* **CHALLENGE**
Reproduce all of the rows below, requests included, offsetting every bounding-box coordinate by 25. Leave the pictures out.

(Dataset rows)
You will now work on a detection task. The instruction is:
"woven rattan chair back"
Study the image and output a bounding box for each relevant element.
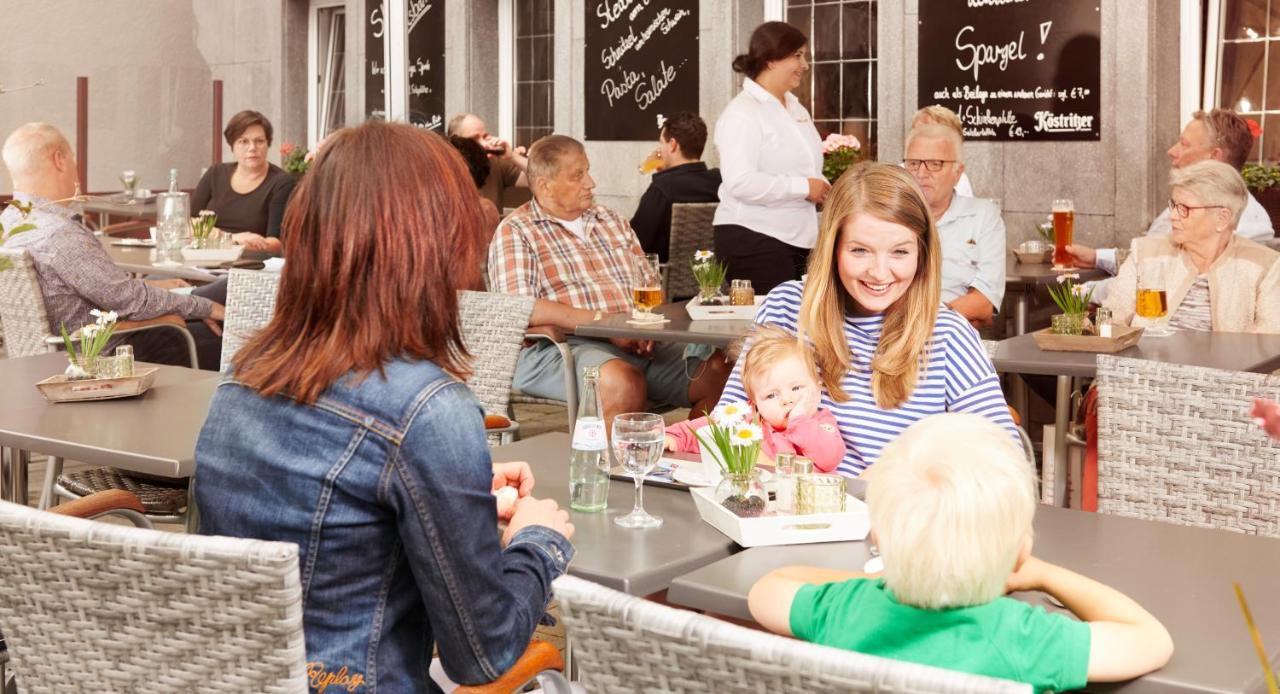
[556,576,1030,694]
[221,270,280,369]
[0,502,307,693]
[458,292,534,416]
[667,202,719,301]
[0,248,56,357]
[1096,355,1280,538]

* **EXPECTED ANSWER**
You will now work on a detection task. The instruction is:
"woven rattan chair back"
Study the image and output a bounding box for each relevant element.
[581,601,1055,719]
[246,295,305,394]
[25,527,332,718]
[483,317,559,441]
[692,227,744,326]
[25,273,81,382]
[1121,380,1305,563]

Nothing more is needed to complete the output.